## EXERCISE AIM
From the data below, return the exact lines starting at the line containing "Where can you see the white table" and ending at the line containing "Where can you see the light", both included, and nothing else.

Region pointing data
==============================

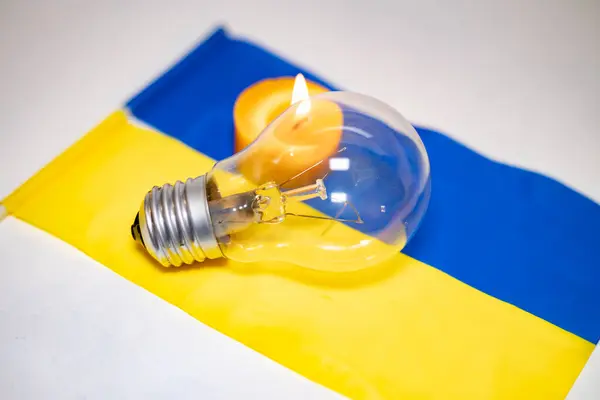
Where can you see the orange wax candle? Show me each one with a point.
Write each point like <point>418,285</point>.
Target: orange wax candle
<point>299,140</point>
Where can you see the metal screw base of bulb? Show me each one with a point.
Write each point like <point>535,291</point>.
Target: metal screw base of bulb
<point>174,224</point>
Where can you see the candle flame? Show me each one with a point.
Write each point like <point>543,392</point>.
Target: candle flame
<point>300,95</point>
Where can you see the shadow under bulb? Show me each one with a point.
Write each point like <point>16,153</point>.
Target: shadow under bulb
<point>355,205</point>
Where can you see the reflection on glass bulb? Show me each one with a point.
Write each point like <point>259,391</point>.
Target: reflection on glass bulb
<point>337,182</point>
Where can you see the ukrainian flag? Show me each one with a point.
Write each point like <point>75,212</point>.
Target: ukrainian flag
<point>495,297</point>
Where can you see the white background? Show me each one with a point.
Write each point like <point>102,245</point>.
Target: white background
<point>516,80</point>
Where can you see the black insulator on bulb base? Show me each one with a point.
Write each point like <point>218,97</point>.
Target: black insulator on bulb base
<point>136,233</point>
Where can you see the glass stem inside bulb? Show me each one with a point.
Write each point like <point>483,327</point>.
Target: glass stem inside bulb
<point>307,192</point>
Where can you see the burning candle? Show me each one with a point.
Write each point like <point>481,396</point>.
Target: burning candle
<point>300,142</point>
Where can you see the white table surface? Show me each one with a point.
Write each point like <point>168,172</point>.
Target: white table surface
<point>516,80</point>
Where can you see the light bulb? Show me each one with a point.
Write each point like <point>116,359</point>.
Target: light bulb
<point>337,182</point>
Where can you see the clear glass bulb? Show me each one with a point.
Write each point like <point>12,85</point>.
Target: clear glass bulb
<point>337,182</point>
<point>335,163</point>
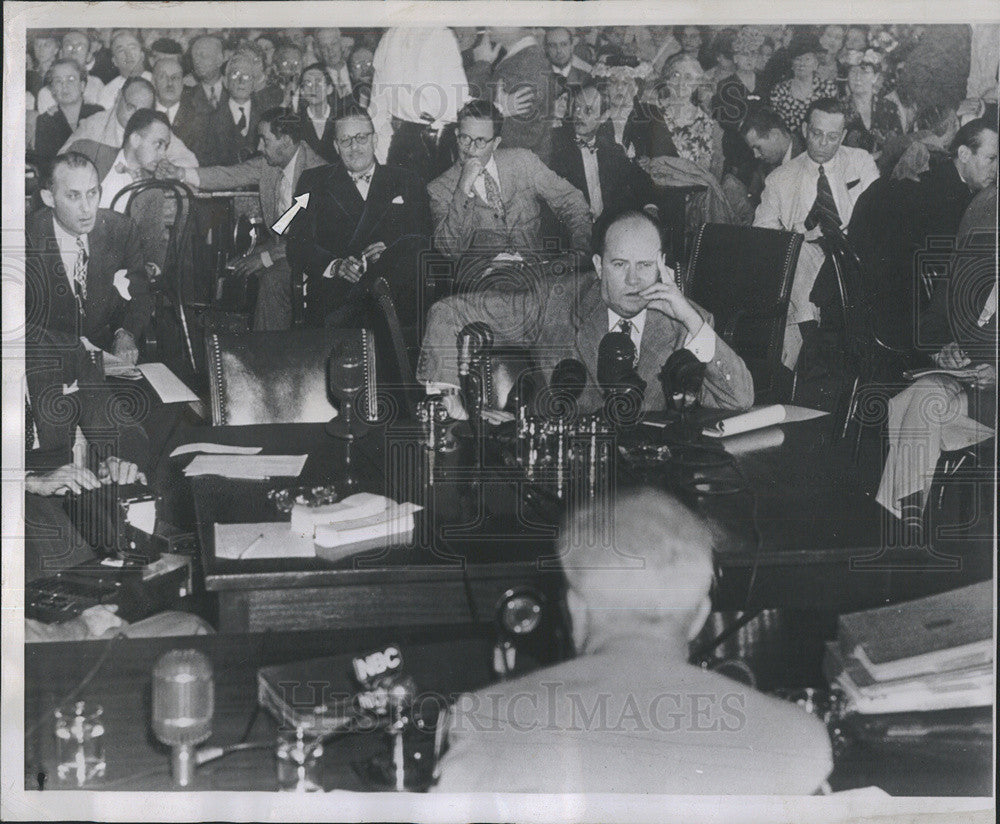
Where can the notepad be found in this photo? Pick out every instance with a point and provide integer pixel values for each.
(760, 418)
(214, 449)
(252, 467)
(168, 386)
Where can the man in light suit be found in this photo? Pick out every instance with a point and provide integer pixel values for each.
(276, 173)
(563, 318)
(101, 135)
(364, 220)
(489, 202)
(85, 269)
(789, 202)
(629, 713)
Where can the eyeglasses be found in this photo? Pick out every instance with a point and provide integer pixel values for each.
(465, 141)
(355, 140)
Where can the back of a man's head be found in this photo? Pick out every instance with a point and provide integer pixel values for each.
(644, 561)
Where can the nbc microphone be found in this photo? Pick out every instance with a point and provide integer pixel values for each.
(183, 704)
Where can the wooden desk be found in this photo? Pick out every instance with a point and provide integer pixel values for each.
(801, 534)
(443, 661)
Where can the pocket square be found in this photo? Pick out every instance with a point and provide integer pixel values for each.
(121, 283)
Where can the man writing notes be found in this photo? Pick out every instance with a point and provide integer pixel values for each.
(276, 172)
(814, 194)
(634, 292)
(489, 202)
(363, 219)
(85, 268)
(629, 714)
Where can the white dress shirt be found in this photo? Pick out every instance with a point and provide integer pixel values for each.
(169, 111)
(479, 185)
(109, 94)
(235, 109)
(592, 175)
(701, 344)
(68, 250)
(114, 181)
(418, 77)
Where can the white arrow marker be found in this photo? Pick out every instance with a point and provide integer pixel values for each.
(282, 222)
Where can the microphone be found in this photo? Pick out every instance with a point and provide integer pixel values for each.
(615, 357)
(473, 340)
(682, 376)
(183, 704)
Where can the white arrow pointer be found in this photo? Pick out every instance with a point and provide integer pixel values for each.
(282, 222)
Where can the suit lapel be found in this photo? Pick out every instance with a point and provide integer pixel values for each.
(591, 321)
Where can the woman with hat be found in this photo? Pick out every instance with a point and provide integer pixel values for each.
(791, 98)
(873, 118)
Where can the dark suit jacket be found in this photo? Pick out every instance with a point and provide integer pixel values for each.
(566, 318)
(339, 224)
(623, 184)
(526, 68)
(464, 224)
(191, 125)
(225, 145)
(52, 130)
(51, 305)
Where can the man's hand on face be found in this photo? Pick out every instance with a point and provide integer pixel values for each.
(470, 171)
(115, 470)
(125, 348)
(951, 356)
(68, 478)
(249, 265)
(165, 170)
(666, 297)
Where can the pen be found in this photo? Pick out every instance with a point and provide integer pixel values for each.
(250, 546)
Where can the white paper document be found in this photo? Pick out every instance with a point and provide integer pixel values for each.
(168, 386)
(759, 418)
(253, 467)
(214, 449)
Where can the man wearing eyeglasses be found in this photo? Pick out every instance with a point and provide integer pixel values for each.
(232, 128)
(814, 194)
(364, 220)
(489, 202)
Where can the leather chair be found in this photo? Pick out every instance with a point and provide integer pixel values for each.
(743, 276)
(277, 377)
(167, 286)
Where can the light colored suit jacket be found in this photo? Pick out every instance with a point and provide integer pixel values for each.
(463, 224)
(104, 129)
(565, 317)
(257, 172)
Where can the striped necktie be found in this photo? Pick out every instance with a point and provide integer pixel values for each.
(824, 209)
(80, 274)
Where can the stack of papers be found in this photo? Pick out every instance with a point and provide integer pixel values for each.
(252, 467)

==============================

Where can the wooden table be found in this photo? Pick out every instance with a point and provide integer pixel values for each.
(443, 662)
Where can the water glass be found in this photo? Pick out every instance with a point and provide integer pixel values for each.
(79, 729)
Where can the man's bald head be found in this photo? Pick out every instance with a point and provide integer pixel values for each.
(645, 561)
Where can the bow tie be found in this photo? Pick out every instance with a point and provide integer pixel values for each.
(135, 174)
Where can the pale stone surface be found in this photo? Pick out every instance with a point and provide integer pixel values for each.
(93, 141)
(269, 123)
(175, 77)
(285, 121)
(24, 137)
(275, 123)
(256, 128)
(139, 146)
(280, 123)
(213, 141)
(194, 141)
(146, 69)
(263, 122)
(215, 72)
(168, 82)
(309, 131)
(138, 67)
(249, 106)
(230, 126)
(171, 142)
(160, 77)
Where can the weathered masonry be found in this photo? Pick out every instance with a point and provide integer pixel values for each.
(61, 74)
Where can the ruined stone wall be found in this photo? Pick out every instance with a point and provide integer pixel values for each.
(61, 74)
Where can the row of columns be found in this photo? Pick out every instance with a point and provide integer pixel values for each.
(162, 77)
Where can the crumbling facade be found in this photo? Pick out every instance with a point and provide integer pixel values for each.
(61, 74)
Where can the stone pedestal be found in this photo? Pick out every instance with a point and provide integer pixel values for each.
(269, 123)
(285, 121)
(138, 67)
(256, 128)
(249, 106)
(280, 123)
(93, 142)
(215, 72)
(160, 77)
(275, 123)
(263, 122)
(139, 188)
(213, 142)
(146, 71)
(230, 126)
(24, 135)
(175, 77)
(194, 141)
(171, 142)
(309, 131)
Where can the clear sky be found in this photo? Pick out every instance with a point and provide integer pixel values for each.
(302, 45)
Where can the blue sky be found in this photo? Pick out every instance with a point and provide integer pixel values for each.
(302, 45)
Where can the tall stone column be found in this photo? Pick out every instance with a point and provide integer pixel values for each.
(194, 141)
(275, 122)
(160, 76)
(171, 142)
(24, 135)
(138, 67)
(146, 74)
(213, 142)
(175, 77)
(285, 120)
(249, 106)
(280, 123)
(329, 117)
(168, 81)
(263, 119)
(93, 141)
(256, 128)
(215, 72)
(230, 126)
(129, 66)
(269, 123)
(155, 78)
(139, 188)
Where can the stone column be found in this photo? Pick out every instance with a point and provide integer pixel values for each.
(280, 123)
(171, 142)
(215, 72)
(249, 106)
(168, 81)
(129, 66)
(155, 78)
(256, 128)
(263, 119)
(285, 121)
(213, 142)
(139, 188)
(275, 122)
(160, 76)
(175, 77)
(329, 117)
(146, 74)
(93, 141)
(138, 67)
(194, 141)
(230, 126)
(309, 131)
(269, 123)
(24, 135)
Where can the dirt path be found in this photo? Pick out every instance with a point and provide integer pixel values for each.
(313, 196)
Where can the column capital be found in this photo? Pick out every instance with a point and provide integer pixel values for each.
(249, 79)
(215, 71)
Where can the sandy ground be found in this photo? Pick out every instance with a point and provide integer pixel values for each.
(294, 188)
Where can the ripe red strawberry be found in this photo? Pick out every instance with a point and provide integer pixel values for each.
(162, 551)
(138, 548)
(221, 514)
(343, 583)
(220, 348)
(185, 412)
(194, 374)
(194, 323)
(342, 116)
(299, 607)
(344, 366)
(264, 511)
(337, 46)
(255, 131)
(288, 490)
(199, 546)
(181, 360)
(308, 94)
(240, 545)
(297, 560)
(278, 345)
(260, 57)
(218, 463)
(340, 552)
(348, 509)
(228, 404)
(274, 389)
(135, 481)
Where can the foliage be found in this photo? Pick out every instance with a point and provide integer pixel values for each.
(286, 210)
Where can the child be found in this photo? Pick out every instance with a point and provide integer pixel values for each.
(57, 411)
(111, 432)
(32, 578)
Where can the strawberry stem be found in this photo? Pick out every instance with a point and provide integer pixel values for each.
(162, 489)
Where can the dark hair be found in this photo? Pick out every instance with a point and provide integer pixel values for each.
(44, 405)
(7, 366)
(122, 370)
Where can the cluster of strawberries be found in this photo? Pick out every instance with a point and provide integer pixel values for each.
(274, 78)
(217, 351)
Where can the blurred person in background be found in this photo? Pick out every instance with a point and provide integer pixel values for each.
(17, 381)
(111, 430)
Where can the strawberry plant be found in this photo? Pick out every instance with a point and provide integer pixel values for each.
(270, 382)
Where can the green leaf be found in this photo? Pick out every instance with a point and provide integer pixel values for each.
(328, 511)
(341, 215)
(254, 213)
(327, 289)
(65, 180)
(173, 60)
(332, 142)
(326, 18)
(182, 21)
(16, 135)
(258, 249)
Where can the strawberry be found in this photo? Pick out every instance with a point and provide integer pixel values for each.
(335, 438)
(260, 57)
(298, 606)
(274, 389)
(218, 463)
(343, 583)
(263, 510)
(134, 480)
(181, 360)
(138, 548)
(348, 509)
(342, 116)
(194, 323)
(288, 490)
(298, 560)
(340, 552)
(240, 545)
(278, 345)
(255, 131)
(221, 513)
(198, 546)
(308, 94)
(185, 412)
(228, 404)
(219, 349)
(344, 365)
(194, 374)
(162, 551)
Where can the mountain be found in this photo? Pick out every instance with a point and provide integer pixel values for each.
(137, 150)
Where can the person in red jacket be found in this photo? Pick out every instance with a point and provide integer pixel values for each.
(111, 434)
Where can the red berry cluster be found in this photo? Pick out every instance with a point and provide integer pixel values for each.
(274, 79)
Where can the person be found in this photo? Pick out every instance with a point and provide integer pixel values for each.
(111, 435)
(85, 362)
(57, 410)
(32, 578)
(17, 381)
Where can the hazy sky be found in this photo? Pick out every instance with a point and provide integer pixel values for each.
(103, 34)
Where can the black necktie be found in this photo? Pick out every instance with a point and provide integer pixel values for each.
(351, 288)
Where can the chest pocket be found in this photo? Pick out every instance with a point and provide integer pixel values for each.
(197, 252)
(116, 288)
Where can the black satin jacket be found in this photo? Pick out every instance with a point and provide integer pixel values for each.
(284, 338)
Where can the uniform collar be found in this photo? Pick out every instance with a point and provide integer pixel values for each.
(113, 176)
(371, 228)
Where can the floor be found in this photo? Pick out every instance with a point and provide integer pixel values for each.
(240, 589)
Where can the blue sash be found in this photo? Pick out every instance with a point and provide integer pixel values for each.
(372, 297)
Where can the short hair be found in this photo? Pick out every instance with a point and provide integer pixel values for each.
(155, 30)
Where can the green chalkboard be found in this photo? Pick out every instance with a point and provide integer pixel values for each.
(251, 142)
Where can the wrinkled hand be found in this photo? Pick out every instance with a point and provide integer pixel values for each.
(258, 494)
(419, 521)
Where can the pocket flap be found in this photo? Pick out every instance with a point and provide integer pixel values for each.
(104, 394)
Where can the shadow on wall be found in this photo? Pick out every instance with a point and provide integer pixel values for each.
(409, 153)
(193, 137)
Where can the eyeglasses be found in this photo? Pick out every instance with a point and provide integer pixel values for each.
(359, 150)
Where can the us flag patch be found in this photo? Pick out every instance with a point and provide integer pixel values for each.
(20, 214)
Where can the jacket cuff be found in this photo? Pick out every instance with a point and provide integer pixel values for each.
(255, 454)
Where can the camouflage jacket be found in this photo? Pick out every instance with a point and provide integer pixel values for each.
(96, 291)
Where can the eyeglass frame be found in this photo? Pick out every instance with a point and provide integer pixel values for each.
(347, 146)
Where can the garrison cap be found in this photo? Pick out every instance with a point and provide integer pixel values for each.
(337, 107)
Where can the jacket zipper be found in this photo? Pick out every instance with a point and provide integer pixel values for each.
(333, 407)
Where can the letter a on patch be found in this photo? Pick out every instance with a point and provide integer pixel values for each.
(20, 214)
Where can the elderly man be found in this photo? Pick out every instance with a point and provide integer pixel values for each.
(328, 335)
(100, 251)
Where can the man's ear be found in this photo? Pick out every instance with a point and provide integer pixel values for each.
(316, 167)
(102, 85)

==============================

## REPLY
Where can you see the white table surface? Show me each one with a point.
Write each point like <point>168,172</point>.
Target: white table surface
<point>516,80</point>
Where can you see the light bulb? Show me each one with a point.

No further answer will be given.